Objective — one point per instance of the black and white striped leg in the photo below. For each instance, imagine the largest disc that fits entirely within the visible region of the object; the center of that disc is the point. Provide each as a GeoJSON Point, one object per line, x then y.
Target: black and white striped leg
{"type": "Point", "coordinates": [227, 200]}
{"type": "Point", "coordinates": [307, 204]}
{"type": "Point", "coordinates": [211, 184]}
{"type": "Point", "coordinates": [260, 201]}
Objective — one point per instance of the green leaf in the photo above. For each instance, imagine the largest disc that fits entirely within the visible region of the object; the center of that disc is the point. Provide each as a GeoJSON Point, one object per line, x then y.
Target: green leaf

· · · · · · ·

• **Directions for this task**: Please rewrite the lines above, swapping each "disc" for "circle" and leaving everything else untouched.

• **The response**:
Objective — one point per instance of the black and white striped leg in the photo below. For each instance, imagine the largest circle that fits entirely within the visible region of the object; the center of that circle is the point. Provide each as a GeoJSON Point, one object per line, x then y.
Target: black and white striped leg
{"type": "Point", "coordinates": [227, 200]}
{"type": "Point", "coordinates": [307, 204]}
{"type": "Point", "coordinates": [211, 184]}
{"type": "Point", "coordinates": [260, 201]}
Objective — one point per instance of the green leaf in the photo above. For each instance, imagine the largest circle that fits entirely within the visible region of the object; the center of that circle is the point. Provide each as a GeoJSON Point, one object per line, x then y.
Target: green leaf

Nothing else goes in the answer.